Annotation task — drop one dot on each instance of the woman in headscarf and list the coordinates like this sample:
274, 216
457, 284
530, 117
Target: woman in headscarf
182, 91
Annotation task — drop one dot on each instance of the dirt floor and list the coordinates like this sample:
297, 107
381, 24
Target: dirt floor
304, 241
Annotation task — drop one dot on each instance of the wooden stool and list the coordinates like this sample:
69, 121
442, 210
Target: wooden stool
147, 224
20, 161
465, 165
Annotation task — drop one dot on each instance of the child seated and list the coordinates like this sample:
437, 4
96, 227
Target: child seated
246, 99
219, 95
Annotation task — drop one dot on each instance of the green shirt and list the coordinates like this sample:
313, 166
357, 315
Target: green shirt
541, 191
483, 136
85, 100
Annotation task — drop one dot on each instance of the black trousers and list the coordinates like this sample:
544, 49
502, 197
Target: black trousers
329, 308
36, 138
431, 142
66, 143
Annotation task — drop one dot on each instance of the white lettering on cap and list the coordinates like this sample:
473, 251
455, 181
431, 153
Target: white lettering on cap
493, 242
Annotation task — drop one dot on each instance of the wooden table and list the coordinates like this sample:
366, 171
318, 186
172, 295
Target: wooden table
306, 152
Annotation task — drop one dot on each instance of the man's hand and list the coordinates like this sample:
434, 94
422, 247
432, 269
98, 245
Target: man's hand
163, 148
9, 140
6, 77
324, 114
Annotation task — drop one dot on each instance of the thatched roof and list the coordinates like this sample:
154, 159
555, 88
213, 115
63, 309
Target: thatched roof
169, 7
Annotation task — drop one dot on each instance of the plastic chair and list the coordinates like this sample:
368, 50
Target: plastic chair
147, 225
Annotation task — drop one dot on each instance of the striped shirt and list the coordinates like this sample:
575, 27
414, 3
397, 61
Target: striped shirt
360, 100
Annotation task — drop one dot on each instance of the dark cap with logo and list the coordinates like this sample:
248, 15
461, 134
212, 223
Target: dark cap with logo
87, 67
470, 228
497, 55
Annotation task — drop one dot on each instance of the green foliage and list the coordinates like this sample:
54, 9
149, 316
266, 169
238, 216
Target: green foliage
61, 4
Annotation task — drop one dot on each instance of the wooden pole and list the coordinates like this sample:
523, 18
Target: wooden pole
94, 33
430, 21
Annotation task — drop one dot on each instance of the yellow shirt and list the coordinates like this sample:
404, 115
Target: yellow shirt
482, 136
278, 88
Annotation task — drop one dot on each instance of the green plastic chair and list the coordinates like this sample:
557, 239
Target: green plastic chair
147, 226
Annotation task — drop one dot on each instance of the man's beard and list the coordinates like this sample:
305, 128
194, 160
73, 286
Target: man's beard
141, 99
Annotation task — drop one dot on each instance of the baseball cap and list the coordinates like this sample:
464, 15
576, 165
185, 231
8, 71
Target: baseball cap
◇ ◇ ◇ ◇
**EXERCISE INSTRUCTIONS:** Retype the whole listing, matching it exactly.

**FINAL RESULT:**
Annotation task — drop one dot on each instance of the woman in headscarf and list the coordinates like this sample:
274, 216
457, 284
530, 117
Target: woman in headscarf
182, 91
Annotation task — drop one dot on each instance of the dirt floor and list the coordinates like this sample:
297, 107
381, 24
Target: dirt floor
304, 241
Annotation task — drop one dot on each instance of the wooden stool and list the coordinates like this sample:
69, 121
442, 210
Target: wooden stool
147, 224
20, 161
465, 165
Annotation task — drop one dot on each instance of the child seated and list the coordinates like this sample:
437, 4
96, 227
Target: child seated
246, 99
219, 95
Annotation task — drop one dot on each instance of the green shirt and list the coordinates like this sample:
313, 166
357, 315
Target: green shirt
541, 191
483, 136
85, 100
Annotation task — drop one dot on each instance of the black trousers and list the coordinates like this sample:
544, 49
502, 197
Target: black trousers
329, 308
36, 138
431, 142
66, 143
Annotation task — drop one dot on each instance of the white lettering on cap and list the coordinates like this sample:
473, 251
455, 181
431, 153
Target: white lettering on cap
493, 242
Annotation task — drop one dot on each instance of the wooden table and list the coordinates like this sample:
366, 171
318, 186
172, 295
Target: wooden table
306, 152
Annotation task — drop one dot on each instance of the man's hand and list the coordinates like this sample:
434, 94
422, 247
432, 269
98, 245
Target: man's hand
163, 148
9, 140
6, 77
324, 114
Annotation task — drop one dot on each instance of the thatched roof and list the coordinates like this sample:
154, 159
555, 88
213, 115
63, 309
Target: thatched roof
169, 7
Annotation task — drop one dot on each instance of the plastic chair and list the coordinates like this sample:
368, 50
Target: plastic chair
147, 225
Annotation task — drop one dot on each instance of the striped shirt and list the coordinates like this sample:
575, 27
414, 3
397, 61
Target: striped shirt
360, 100
Annotation task — drop one dot on each instance of the dark cap with logo and list the coordinates like this sample:
248, 15
461, 134
212, 223
Target: dark cap with logo
87, 67
470, 228
497, 55
Annotation task — drop one dot on each instance of the green foliage and list the coordinates like this sample:
54, 9
149, 316
266, 169
238, 216
Target: green foliage
61, 4
Annotation task — drop one dot on each instance of the wooden pole and list the coordinates like this sample:
523, 18
Target: wooden pole
94, 33
430, 21
Annotation task — drop one dot on each instance of the yellow shirt and list the coordinates like this sample:
404, 115
Target: yellow shirt
482, 136
278, 88
Annotation task — drop one dot on each instance of the green plastic chair and list the coordinates like this sample:
557, 239
Target: green plastic chair
147, 226
Annotation task — drop one dot on each instance of the man's beard and list the coordinates like this sample:
305, 128
194, 160
73, 286
Target: man's beard
141, 99
Annotation task — drop one dot on each instance of the baseball cap and list the coordinates like this sample:
464, 15
576, 165
185, 231
8, 71
Target: baseball cap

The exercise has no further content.